• **YOUR ASSIGNMENT**
Reproduce the full passage on the exam's 2000 and 2014 changes word for word.

• **SELECTED EXCERPT**
-- Opening Marker --
In 2000, the exam was completely restructured to evaluate academic skills rather than concept memorization. The modified exam also evaluated eight required subjects: language, mathematics, social studies, philosophy, biology, chemistry, physics, and a second language (usually English, French, or German), and two elective subjects (usually the Environment or Violence & Society). Performance on each test was graded on a scale from 0 to 110-120 points, depending on nationwide results. Higher maximum scores were seen on subjects with the worst nationwide performance. Global performance indicators were delivered to each student using a metric named puesto (place), which ranged from 1 to 1,000. Each puesto contained 0.1% of the total population and was calculated through an index that was based on a normalized average of the scores for each subject and score distribution. Qualifying at Puesto 1 meant that a student was at the top 0.1% of their exam administration.

In 2014, the current exam was introduced and completely replaced the previous exam. This new version is more aligned with international exams such as the SAT and reduces the former eight compulsory subjects to five areas: critical reading, mathematics, social studies, natural science, and English.
-- Closing Marker --
• **INPUT DATA**
-- Opening Marker --
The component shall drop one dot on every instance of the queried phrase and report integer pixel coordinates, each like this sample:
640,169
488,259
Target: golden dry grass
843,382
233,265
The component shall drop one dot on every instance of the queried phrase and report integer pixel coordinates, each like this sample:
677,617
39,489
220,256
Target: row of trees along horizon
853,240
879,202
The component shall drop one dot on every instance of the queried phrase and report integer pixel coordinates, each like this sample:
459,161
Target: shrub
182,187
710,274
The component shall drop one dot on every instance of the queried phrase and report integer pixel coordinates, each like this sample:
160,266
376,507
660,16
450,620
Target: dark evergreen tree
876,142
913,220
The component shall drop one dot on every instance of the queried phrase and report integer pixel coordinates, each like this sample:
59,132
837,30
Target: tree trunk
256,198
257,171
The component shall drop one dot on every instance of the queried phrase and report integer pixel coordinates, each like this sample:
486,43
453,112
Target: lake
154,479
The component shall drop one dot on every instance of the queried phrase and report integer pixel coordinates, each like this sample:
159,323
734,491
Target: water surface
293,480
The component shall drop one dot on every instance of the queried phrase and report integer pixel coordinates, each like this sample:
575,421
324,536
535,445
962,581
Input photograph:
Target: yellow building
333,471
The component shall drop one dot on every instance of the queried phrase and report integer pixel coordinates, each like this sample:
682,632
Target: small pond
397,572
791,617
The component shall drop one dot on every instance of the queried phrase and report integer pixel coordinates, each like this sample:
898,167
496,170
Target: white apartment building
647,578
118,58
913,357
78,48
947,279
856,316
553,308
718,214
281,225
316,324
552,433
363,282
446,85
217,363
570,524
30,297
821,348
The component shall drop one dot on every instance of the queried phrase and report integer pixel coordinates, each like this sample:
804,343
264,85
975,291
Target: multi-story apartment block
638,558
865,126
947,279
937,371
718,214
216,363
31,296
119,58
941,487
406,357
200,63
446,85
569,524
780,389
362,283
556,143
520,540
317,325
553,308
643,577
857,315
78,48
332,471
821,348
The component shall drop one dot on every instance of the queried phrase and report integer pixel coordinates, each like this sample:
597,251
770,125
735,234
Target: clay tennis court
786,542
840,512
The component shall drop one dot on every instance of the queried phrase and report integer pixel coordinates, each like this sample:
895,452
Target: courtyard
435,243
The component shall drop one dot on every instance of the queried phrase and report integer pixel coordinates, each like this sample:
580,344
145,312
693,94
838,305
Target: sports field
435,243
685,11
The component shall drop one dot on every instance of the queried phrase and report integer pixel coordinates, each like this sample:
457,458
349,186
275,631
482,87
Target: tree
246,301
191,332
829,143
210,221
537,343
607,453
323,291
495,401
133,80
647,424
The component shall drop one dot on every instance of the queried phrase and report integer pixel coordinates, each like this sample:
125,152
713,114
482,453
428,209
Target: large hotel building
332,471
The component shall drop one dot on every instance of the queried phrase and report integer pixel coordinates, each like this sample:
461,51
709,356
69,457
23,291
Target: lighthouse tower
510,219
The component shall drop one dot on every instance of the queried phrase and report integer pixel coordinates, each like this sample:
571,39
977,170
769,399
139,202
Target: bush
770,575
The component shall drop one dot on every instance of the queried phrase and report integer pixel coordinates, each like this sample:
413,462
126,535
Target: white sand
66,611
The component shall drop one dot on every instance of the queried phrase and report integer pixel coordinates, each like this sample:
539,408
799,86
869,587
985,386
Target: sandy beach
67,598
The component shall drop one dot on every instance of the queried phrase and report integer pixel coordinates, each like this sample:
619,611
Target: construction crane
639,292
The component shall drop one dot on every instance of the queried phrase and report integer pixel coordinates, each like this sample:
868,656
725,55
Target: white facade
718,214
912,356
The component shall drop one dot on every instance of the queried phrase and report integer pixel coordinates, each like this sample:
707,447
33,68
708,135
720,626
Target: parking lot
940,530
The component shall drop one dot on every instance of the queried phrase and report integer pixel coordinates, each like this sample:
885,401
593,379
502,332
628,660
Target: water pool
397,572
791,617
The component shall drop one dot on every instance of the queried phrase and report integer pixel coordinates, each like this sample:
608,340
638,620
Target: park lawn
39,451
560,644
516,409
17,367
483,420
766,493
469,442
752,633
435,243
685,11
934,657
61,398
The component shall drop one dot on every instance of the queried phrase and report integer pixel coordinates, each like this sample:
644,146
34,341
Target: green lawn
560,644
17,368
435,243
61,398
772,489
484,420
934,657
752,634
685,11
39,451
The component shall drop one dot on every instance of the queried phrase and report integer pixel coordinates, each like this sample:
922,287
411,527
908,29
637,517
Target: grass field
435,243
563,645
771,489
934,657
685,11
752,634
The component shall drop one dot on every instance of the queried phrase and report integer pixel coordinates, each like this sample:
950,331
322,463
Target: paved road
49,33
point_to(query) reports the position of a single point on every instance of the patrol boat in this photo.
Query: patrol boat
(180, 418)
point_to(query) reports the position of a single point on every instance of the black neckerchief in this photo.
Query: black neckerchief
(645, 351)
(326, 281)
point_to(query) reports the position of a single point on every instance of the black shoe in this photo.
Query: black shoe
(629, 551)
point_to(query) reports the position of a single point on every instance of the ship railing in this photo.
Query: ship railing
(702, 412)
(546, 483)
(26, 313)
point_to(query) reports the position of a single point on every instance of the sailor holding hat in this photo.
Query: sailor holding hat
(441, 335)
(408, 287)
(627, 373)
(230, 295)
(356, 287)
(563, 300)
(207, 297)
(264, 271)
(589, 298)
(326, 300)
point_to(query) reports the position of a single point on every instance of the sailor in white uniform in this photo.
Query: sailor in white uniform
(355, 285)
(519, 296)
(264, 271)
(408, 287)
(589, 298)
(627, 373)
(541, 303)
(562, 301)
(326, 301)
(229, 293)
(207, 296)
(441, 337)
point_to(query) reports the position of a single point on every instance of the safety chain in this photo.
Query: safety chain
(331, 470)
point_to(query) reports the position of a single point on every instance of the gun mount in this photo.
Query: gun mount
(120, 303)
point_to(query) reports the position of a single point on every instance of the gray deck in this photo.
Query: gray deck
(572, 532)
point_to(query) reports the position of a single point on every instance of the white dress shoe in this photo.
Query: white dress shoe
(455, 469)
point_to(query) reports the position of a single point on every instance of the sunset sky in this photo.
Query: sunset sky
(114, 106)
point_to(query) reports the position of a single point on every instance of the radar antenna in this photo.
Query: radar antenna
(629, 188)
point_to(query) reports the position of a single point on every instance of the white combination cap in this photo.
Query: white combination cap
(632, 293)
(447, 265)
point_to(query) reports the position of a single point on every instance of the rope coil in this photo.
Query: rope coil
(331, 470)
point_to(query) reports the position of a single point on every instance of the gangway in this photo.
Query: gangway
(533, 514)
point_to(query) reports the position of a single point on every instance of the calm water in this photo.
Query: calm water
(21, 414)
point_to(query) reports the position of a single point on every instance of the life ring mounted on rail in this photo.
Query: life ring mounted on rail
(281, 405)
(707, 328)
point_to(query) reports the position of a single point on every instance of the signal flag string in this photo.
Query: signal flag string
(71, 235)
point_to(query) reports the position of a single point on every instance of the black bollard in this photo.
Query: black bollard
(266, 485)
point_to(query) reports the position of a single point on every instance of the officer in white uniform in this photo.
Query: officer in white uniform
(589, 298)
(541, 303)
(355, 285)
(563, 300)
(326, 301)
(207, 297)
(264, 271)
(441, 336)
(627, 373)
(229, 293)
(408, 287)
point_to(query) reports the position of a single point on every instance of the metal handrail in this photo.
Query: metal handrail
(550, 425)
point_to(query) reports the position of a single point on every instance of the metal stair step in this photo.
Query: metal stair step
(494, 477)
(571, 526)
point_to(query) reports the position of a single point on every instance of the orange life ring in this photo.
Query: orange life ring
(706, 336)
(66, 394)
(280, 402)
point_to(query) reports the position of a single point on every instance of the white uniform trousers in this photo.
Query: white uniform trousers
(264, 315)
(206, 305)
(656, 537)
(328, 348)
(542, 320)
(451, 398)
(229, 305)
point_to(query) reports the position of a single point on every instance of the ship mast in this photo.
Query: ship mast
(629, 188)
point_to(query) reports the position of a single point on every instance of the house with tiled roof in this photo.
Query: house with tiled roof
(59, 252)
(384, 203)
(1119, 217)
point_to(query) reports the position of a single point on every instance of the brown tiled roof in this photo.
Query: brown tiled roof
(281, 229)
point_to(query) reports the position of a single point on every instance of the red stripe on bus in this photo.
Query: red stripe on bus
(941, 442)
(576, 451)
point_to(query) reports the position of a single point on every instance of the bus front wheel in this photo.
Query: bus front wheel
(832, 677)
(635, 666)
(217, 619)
-- Closing Marker --
• **SOLUTION FOR THIS PROBLEM**
In 2000, the exam was completely restructured to evaluate academic skills rather than concept memorization. The modified exam also evaluated eight required subjects: language, mathematics, social studies, philosophy, biology, chemistry, physics, and a second language (usually English, French, or German), and two elective subjects (usually the Environment or Violence & Society). Performance on each test was graded on a scale from 0 to 110-120 points, depending on nationwide results. Higher maximum scores were seen on subjects with the worst nationwide performance. Global performance indicators were delivered to each student using a metric named puesto (place), which ranged from 1 to 1,000. Each puesto contained 0.1% of the total population and was calculated through an index that was based on a normalized average of the scores for each subject and score distribution. Qualifying at Puesto 1 meant that a student was at the top 0.1% of their exam administration.

In 2014, the current exam was introduced and completely replaced the previous exam. This new version is more aligned with international exams such as the SAT and reduces the former eight compulsory subjects to five areas: critical reading, mathematics, social studies, natural science, and English.